What this exercise asks.
**A)** List the vague value judgments that the passage about book discussions quotes as examples.
**B)** From the passage about book discussions, quote everything from "If I were to" down to "to chew on.".
**C)** Write what comes next in the passage about book discussions, picking up after its final sentence.

Extract to read.

◇ ◇ ◇ ◇ ◇ ◇ ◇

Knowing all this, you can guess that I’ve never been a member of a book club. I have yet to be asked to speak to a book club. I do love talking books, mine and other writer’s. I have opinions. Every reader does. A great book taps into our personal experiences. For that reason they effect each of us differently. I can talk craft easily, or why this book moves me.


If I were to put one rule into a book discussion group it would be that we remove vague value judgments. “It sucks.” “It was dull.” “It was great.” They give me nothing to chew on. 


“The fluid way they drift through multiple time periods was great.” That statements leads me to think about how some writers put time stamps at the beginning of chapters while others leave it loose and catch up the reader with a prop (a pager, or a payphone) to tap you into the year. The point is by being specific in how you speak about a book you lead others to join in. 


We live in an era of thumbs up or down. How many likes did the cute picture of my curated life get? We are left to feel that our’s and other’s feelings are more important than critical thinking.

◇ ◇ ◇ ◇ ◇ ◇ ◇

Data for review.
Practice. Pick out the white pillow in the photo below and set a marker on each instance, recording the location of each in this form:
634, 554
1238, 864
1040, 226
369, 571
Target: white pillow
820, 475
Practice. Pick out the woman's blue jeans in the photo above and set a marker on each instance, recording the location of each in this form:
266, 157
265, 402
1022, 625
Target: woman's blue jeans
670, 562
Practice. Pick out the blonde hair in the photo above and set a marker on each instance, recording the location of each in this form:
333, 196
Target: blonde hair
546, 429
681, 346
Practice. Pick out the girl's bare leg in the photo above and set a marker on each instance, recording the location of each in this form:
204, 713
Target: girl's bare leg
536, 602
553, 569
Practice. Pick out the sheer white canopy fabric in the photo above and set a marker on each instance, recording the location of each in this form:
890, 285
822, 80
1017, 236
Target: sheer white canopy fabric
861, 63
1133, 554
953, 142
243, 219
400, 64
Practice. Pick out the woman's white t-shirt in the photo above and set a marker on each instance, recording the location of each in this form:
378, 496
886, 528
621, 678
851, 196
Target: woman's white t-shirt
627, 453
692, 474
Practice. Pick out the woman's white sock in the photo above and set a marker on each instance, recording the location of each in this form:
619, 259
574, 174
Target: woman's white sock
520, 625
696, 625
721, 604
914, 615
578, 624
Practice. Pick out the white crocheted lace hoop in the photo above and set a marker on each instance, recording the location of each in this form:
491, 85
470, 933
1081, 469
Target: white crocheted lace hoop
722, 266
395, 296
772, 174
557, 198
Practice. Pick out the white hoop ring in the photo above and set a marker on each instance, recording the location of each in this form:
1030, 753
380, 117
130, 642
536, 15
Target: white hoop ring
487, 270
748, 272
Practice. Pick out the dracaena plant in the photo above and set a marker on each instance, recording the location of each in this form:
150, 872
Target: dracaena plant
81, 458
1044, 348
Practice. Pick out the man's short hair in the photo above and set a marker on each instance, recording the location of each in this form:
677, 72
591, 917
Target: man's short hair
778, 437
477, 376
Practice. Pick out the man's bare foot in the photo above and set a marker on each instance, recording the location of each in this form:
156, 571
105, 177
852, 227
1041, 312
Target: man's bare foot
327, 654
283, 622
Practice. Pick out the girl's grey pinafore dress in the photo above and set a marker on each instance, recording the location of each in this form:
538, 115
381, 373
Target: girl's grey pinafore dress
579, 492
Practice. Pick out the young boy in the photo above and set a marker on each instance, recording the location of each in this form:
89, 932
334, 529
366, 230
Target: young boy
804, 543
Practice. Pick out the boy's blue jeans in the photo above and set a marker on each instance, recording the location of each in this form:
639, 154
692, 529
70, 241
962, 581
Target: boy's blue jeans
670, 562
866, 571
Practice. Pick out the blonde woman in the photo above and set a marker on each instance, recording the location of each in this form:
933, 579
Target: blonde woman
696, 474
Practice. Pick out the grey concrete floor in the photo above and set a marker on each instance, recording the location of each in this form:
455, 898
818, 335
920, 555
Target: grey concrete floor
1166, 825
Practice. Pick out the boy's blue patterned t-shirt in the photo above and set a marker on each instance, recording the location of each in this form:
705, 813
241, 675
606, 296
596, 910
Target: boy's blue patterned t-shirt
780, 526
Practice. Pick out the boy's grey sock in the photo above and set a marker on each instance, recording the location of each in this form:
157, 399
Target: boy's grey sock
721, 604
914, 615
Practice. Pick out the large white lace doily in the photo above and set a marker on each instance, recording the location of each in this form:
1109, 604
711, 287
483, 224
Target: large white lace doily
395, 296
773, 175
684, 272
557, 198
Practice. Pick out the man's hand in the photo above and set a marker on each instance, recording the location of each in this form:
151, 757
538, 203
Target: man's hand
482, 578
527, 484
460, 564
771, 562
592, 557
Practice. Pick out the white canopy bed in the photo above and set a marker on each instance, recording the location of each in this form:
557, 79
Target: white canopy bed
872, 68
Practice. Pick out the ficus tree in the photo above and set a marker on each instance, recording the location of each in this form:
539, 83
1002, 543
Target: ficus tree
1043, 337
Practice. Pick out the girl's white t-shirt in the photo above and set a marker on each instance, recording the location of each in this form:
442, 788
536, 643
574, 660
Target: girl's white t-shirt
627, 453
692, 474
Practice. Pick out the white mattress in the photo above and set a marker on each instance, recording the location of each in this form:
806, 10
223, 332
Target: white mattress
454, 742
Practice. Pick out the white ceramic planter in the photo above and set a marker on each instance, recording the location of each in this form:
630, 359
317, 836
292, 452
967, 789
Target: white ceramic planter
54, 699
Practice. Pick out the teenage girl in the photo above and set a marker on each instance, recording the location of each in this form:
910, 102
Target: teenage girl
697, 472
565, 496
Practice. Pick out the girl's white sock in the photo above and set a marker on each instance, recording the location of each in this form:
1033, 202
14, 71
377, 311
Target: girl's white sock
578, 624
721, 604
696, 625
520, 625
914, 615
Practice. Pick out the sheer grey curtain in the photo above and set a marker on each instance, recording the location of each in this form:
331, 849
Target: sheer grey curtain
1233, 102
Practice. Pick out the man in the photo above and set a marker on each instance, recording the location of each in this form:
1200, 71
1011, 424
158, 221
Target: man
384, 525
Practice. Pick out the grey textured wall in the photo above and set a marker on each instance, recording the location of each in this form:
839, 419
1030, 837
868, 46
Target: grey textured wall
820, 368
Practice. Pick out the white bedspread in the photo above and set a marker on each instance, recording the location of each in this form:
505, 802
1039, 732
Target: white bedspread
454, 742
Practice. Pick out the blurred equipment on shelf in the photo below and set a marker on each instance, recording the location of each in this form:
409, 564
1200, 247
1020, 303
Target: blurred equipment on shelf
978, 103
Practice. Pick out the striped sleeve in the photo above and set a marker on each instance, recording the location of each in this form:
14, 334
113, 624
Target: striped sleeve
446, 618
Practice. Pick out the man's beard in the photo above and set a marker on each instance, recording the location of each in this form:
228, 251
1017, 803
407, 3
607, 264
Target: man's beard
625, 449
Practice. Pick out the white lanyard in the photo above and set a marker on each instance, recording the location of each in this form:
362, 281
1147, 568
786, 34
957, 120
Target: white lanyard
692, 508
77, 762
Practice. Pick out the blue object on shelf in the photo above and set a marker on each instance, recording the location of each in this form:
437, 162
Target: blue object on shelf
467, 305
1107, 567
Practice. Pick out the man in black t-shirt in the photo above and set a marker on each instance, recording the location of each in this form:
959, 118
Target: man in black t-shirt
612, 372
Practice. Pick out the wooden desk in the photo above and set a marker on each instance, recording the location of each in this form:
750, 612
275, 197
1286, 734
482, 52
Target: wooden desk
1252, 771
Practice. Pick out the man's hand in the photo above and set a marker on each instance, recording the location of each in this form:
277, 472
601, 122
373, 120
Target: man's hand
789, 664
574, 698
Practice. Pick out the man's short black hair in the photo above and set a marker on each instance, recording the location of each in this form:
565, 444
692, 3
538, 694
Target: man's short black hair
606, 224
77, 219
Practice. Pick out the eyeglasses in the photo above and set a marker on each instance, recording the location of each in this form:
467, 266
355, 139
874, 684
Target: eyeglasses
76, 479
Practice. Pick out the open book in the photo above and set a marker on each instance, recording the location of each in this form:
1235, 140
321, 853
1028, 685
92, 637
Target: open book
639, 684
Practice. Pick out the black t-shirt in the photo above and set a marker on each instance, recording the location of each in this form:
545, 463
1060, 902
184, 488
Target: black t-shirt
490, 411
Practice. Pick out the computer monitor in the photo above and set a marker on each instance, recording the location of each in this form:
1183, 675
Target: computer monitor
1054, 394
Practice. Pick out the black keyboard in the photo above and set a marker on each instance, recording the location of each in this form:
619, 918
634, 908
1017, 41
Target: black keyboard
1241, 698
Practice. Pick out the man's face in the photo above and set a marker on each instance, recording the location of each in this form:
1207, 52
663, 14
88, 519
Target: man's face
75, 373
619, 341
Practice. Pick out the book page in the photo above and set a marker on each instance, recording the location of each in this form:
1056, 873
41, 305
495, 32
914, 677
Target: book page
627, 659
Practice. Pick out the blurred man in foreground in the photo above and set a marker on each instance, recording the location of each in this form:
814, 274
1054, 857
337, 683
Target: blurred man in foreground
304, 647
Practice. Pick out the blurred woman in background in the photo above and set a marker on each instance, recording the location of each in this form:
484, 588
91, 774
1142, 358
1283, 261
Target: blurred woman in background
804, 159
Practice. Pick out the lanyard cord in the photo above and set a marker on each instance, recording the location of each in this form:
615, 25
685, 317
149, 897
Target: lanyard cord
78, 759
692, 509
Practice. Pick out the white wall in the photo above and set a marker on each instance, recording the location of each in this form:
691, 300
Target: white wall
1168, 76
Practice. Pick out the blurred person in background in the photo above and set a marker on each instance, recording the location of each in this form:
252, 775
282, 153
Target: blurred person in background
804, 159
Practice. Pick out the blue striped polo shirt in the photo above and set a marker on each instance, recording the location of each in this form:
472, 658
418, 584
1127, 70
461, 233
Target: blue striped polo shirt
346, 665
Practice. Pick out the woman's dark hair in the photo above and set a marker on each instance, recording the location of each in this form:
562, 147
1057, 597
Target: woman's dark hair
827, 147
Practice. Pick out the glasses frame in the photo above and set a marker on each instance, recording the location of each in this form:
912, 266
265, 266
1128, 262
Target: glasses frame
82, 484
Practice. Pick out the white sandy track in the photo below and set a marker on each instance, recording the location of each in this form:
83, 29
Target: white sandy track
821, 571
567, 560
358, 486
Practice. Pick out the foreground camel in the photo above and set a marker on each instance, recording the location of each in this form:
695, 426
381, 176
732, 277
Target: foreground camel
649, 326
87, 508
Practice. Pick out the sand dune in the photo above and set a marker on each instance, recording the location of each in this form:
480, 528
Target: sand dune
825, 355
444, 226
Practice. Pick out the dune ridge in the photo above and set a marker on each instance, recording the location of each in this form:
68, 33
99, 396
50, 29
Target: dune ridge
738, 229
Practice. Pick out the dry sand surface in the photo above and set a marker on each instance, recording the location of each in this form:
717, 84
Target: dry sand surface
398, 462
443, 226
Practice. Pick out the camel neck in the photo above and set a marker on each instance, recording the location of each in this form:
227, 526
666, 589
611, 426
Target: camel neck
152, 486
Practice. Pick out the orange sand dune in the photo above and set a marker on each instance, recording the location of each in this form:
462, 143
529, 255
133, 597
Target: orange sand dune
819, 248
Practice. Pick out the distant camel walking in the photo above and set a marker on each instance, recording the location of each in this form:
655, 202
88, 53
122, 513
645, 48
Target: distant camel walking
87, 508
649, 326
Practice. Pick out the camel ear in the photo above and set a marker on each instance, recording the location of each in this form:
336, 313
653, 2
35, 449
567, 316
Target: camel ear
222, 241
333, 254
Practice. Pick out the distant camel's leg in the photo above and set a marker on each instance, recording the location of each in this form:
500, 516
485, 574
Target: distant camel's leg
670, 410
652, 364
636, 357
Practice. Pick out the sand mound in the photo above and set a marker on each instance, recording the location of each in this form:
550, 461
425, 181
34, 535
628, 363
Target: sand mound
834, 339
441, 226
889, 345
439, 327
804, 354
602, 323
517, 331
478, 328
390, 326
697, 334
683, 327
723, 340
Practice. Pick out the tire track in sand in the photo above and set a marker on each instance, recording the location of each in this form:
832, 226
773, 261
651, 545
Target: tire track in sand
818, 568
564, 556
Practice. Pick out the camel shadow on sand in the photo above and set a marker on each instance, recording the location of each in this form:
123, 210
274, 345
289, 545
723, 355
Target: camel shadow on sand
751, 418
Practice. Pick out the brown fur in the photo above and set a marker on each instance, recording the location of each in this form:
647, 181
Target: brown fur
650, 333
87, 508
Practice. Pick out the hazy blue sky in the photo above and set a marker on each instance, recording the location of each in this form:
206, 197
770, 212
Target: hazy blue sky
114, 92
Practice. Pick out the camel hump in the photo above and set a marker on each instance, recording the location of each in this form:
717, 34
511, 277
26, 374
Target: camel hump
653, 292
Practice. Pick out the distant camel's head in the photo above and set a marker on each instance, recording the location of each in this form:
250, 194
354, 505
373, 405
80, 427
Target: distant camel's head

◇ ◇ ◇ ◇ ◇ ◇ ◇

Answer list.
**A)**
"It sucks."
"It was dull."
"It was great."

**B)**
If I were to put one rule into a book discussion group it would be that we remove vague value judgments. “It sucks.” “It was dull.” “It was great.” They give me nothing to chew on.

**C)**
Cormac McCarthy’s Blood Meridian is a brutal book. Not in a blood orgy cheap way. It is bloody. But it neither glorifies nor condemns violence. McCarthy just shows it to us. Add to that his crystal clean prose. Like a poet he has no time for extra words. Hell he doesn’t even have time for quotation marks. I have been lost in his writing but I always catch up. Clarity is sacrificed for pace and rhythm. Do I LIKE Blood Meridian? No, that is too tame a word. I love it. I need it in the world. It was a hard read. I don’t know that I will ever read it again. Subjectively it’s brilliant. Objectively, I grew up with Quaker/nonviolence advocating parents who got violent with us kids. Then my father left when I was eight, leaving me confused as to what a “man” was or how to become that mythical beast. I used movies as a cultural starting point. The recipe they gave me was; two shakes of Taxi Driver and a pinch of Dirt Harry and just a splash of "Gravedigger" Jones. Confusing, right? I was also prone to irrational rages. This is a taste of the violent gumbo in my head that Cormac McCarthy helped me sort out. And that is personal. Critically I can say, McCarthy deals with the cost of violence to both the victim and the perpetrator. And I believe that is important to see in a book dealing with violence. 


I believe a book must be about something bigger than the plot. As a writer I don’t aways know what a book is about until I’m deep into the writing. Any messages we want to place in a book should be covert not overt. 


If I tweeted, “Intellectually disabled people are humans too.” I might get some likes. If I made it cleverer it might go viral. But if I wrote a book, say TRICKY and let the reader experience the truth of that statement. Introduced them to Cisco and had them spend time with a complex intellectually disabled character, I might help them have a richer sense of all the ways a neurodiverse person can be. 


What I like or don’t like is far less important than what moves me, helps me grow, and alters my viewpoint.


*****


Here’s a few more thoughts on neurodiversity -

https://crimereads.com/crime-fiction-needs-neurodiversity/

5 comments:

Catriona McPherson said...

I would say TRICKY is made for a bookclub - with actual pondering and consideration needing to be done before you could say you've really read it.

Josh Stallings said...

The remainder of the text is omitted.